◆ Exercise instructions: Render each line of all the items below as a JSON list of strings, with one string per line and no blank lines.

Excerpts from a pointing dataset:
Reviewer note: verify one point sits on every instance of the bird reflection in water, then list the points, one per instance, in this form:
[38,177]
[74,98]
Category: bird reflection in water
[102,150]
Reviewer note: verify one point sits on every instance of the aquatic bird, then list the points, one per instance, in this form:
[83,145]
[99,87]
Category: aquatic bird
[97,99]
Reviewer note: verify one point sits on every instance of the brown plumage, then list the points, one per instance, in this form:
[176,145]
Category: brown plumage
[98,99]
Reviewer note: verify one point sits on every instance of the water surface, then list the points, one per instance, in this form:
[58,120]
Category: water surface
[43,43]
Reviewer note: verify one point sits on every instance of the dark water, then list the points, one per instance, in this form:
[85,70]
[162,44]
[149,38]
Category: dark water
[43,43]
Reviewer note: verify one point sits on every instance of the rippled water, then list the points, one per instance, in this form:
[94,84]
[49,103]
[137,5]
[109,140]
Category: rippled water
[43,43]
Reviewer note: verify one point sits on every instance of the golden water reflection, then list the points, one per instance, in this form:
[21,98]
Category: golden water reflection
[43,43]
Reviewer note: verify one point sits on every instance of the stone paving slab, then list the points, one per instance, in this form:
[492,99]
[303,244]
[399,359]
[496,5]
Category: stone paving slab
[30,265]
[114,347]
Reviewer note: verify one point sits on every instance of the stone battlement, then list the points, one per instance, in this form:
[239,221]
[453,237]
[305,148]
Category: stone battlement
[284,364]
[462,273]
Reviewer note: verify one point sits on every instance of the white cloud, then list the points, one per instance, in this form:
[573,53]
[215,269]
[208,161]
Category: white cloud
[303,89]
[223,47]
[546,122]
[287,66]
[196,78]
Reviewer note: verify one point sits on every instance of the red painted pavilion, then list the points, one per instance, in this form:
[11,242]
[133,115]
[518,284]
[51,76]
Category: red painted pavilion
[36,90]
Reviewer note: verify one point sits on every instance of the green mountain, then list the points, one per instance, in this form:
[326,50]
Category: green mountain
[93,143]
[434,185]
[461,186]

◆ Worked answer:
[
  "Reviewer note: verify one point sits on every instance of the bird reflection in water, then list the points, one per instance, in this form:",
  "[38,177]",
  "[74,98]",
  "Category: bird reflection in water",
  "[102,150]",
  "Reviewer note: verify one point sits on every instance of the aquatic bird, then list the points, one per instance, in this form:",
  "[83,145]",
  "[99,87]",
  "Category: aquatic bird",
  "[97,99]",
  "Reviewer note: verify one point sits on every instance of the brown plumage, then list the points, one per instance, in this form:",
  "[176,145]",
  "Category: brown plumage",
  "[98,99]",
  "Reviewer note: verify one point sits on every instance of the water surface, then list the points, one per instance, in this form:",
  "[58,120]",
  "Category: water surface",
  "[43,43]",
  "Reviewer note: verify one point sits on every instance of the dark water, then list the points, one per instance, in this form:",
  "[85,70]",
  "[162,44]",
  "[149,38]",
  "Category: dark water",
  "[43,43]",
  "Reviewer note: verify one point sits on every instance of the rippled water, then list the points, one per instance, in this form:",
  "[94,84]",
  "[49,103]",
  "[137,5]",
  "[109,140]",
  "Category: rippled water",
  "[43,43]",
  "Reviewer note: verify one point sits on every instance of the golden water reflection, then list the points, one per instance, in this form:",
  "[21,98]",
  "Category: golden water reflection",
  "[43,43]",
  "Reviewer note: verify one point sits on every instance of the stone paving slab, then list the points, one per instance, in this form:",
  "[492,99]",
  "[303,244]",
  "[399,359]",
  "[496,5]",
  "Category: stone paving slab",
  "[30,265]",
  "[114,347]",
  "Reviewer note: verify one point sits on every instance of the stone battlement, then list the points, one per instance, in this form:",
  "[239,221]",
  "[453,237]",
  "[305,148]",
  "Category: stone battlement",
  "[284,364]",
  "[462,273]",
  "Reviewer note: verify one point sits on every instance of the white cloud, then list the points, one per instance, in this form:",
  "[573,53]",
  "[215,269]",
  "[208,161]",
  "Category: white cloud",
  "[303,89]",
  "[223,47]",
  "[546,122]",
  "[287,66]",
  "[196,78]",
  "Reviewer note: verify one point sits on every instance of the red painted pavilion, then list the points, one per instance, in this form:",
  "[11,242]",
  "[133,115]",
  "[518,284]",
  "[51,76]",
  "Category: red painted pavilion",
  "[36,90]",
  "Reviewer note: verify one point sits on every instance of the green mountain, then list the points, one per instance, in this form:",
  "[326,50]",
  "Category: green mountain",
  "[93,143]",
  "[434,185]",
  "[461,186]"
]